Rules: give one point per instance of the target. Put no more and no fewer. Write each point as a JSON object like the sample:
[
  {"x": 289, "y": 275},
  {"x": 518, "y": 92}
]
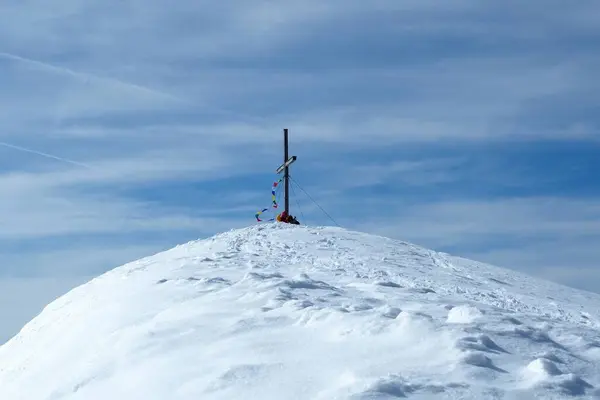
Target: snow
[{"x": 276, "y": 311}]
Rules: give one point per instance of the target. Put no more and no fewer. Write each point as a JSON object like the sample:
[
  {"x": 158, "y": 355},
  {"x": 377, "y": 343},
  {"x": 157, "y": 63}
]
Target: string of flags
[{"x": 273, "y": 200}]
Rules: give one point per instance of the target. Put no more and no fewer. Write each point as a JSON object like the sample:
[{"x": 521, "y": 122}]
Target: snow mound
[{"x": 292, "y": 312}]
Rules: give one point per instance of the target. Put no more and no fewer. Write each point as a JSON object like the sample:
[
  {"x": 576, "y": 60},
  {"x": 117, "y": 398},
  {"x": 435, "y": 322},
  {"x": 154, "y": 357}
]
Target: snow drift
[{"x": 285, "y": 312}]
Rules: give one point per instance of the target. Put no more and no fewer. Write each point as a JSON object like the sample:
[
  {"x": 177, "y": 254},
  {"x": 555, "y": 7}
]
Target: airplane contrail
[
  {"x": 87, "y": 76},
  {"x": 39, "y": 153}
]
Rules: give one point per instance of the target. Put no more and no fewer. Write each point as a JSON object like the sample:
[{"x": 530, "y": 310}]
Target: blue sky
[{"x": 466, "y": 127}]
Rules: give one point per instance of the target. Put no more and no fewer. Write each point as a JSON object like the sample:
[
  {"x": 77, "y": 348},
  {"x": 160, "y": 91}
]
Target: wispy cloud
[{"x": 130, "y": 125}]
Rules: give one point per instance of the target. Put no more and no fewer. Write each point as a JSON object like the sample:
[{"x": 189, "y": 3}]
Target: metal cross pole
[{"x": 287, "y": 161}]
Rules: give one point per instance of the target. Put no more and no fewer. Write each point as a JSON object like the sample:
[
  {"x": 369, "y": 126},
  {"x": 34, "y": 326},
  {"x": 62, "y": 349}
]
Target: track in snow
[{"x": 277, "y": 311}]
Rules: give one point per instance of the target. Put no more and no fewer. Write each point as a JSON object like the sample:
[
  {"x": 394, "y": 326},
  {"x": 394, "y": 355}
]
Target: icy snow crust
[{"x": 287, "y": 312}]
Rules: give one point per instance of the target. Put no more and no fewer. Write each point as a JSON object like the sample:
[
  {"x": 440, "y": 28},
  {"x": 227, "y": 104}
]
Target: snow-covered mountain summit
[{"x": 291, "y": 312}]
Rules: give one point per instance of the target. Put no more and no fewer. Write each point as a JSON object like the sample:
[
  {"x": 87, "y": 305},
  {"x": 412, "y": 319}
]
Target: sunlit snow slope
[{"x": 286, "y": 312}]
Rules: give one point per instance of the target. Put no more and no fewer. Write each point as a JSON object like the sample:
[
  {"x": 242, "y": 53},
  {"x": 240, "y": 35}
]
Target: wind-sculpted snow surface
[{"x": 289, "y": 312}]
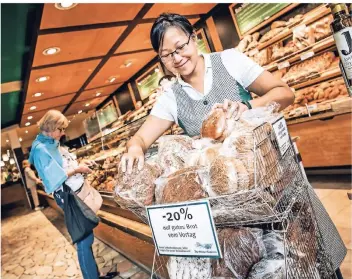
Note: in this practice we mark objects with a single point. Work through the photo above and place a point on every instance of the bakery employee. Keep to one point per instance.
(204, 82)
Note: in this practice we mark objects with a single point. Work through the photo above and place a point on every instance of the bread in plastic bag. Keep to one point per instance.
(137, 188)
(172, 152)
(189, 268)
(227, 175)
(269, 268)
(241, 249)
(180, 186)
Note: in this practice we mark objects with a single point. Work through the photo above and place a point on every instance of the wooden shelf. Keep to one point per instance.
(316, 78)
(318, 47)
(308, 18)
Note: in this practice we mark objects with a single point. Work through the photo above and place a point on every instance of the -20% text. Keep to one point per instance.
(177, 215)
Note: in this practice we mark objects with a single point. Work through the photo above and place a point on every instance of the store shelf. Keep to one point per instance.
(316, 78)
(309, 18)
(317, 48)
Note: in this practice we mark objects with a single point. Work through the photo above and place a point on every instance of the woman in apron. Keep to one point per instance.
(205, 82)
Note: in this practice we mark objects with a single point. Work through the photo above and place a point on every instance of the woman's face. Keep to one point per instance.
(183, 62)
(57, 134)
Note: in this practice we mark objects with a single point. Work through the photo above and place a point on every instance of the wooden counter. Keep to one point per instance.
(324, 141)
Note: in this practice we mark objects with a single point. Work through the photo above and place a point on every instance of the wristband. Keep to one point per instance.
(247, 103)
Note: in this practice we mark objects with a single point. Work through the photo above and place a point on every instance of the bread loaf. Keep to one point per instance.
(137, 188)
(184, 185)
(241, 249)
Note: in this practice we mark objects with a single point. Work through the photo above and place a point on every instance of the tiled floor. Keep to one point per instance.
(37, 246)
(33, 248)
(339, 208)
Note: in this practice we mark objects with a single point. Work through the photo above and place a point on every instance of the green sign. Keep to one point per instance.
(249, 16)
(147, 85)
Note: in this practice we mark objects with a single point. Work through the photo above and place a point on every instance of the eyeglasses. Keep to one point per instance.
(167, 58)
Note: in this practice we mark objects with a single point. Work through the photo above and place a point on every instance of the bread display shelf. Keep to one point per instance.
(316, 48)
(316, 78)
(308, 18)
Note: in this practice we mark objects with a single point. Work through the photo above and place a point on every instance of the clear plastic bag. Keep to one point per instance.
(241, 249)
(137, 188)
(172, 152)
(189, 268)
(183, 185)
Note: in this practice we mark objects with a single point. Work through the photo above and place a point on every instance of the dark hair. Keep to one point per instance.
(168, 77)
(163, 22)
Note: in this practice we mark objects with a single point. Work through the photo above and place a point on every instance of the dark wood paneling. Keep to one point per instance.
■ ■ ■ ■ ■ ■ ■
Task details: Print every entry above verbatim, line for line, omitting the pictures.

Result of this exercise:
Rules: give one point per instance of the target. Put no more and no fewer. Write each point as a JSON object like the sample:
[
  {"x": 289, "y": 275},
  {"x": 518, "y": 92}
]
Target: snow
[{"x": 276, "y": 311}]
Rules: give one point per instance of the target. Put no more and no fewer. Write each point as a JSON object like the sample:
[
  {"x": 158, "y": 355},
  {"x": 377, "y": 343},
  {"x": 157, "y": 63}
]
Target: string of flags
[{"x": 273, "y": 200}]
Rules: give one point per instance of the target. Put no more and no fewer. Write each point as a JSON object like the sample:
[{"x": 521, "y": 122}]
Target: snow mound
[{"x": 292, "y": 312}]
Rules: give one point per instance of the target. Put no more and no fewer. Write each point as a JSON object like the sample:
[
  {"x": 576, "y": 60},
  {"x": 117, "y": 398},
  {"x": 435, "y": 322},
  {"x": 154, "y": 357}
]
Target: snow drift
[{"x": 285, "y": 312}]
Rules: give one point per instance of the target. Put no more and no fewer. Write each point as a JSON object like the sample:
[
  {"x": 177, "y": 254},
  {"x": 555, "y": 7}
]
Target: airplane contrail
[
  {"x": 87, "y": 76},
  {"x": 39, "y": 153}
]
Rules: give one point per instance of the target. Put no more and no fewer. Write each point as a JSON object like the sample:
[{"x": 530, "y": 310}]
Target: blue sky
[{"x": 466, "y": 127}]
Rules: give one point per instance of the target. Put no more and no fewer. Write each point as a JSON object like the sample:
[
  {"x": 77, "y": 348},
  {"x": 160, "y": 91}
]
Target: wispy cloud
[{"x": 130, "y": 125}]
Rules: give one point per instance of the target. Put no more and no fewer. Write each point as a JSON object like the sample:
[{"x": 189, "y": 3}]
Target: metal cross pole
[{"x": 287, "y": 161}]
Rules: give one point per instance of the target. Put no more and no fewer. Write each point as a JSON object like the sample:
[
  {"x": 369, "y": 126},
  {"x": 34, "y": 326},
  {"x": 62, "y": 349}
]
Target: track in snow
[{"x": 277, "y": 311}]
Rules: give one point per instance of the target. Put no more and no fewer. Write each point as a JSON object like the sample:
[
  {"x": 394, "y": 326},
  {"x": 394, "y": 355}
]
Target: icy snow crust
[{"x": 287, "y": 312}]
Rules: give one point per instance of the target. Put no more and no fewer. Write each point as a JSON object like the sample:
[
  {"x": 440, "y": 28},
  {"x": 227, "y": 104}
]
Target: snow-covered mountain summit
[{"x": 291, "y": 312}]
Rules: give one point per instance of the target. Put no more and no fewer. Write each point as a JSON object like the sample:
[
  {"x": 87, "y": 305},
  {"x": 412, "y": 319}
]
Target: sunlit snow slope
[{"x": 286, "y": 312}]
Rules: give one point per instance of the target. Put no more and no fewer. Write each point as a JSON object like the sample:
[
  {"x": 242, "y": 53},
  {"x": 240, "y": 35}
]
Target: wind-sculpted snow surface
[{"x": 289, "y": 312}]
Note: in this practice we mark objects with a single point. Work through the photo above and place a point on every instance of the bakery employee. Keep to one point per instance.
(204, 82)
Note: in this practice we mark objects with a single point. Work through the photo above and place a point on every instance of the bread in plastic bag. Keep to one point per instance.
(137, 188)
(172, 152)
(189, 268)
(227, 175)
(269, 268)
(241, 249)
(180, 186)
Note: in this practice we mark objects with a single point. Work through the photo above and place a point on every instance of the wooden shelf. Keep to one point per instance.
(316, 78)
(318, 47)
(308, 18)
Note: in this practice we mark objects with a single point. Work through the photo above and place a point on every instance of the -20% text. Keep to one point per instance.
(177, 215)
Note: in this practice we mark objects with a single point. Work through the photo above and place a point on every instance of the store shelf. Keep to one point per instance.
(316, 78)
(309, 18)
(317, 48)
Note: in this practice we mark objects with a single point. Work through the photo above and place a point on every instance of the woman in apron. Keep to one point per instance.
(205, 82)
Note: in this practice we mark objects with a single point. Work through the photo above and place a point on every instance of the woman's face. Keep to one point per instance.
(183, 62)
(57, 134)
Note: in this practice we mark objects with a single point. Work through the photo above and place a point on every instance of the wooden counter. Keep to one point per instance.
(324, 141)
Note: in this practice we mark objects with a single point. Work through the photo above and place a point on every instance of the wristband. Keep to one point per instance.
(247, 103)
Note: in this practice we mark objects with a single point. Work through the photo above and place a point on every instance of the bread loaf. Keep to one point per instance.
(137, 188)
(184, 185)
(241, 249)
Note: in this practice we mark objects with a single point. Work through the photo above and place a point on every instance of the tiled floor. Keep to one point per instance.
(37, 246)
(33, 248)
(339, 208)
Note: in this practice we mark objects with a single point. Work through the photo above and place a point on every instance of the green sign. Keep to one point per instance.
(249, 16)
(147, 85)
Note: in this practice we mark objects with a single point. Work through the photo above and place a point on every instance of the eyeglasses. Keep to one point per instance.
(167, 58)
Note: in this practice we mark objects with a single point. Work through the photo above and place a point on every instance of the bread display shelf. Keep to one point per instance.
(316, 48)
(316, 78)
(308, 18)
Note: in this practice we mark objects with a single point. Work through the photo above and place a point on every instance of the clear plastic bag. Keep to one point per instance.
(241, 249)
(137, 188)
(172, 152)
(189, 268)
(183, 185)
Note: in this practice we mark objects with a single point. Work through the photo above and place a point on every instance of the dark hair. Keep to one point per instance.
(168, 77)
(163, 22)
Note: in this practice we mark objects with a single point. Work through the photo above and place a point on every instance of the dark wood paneling. Keep to one point per instance.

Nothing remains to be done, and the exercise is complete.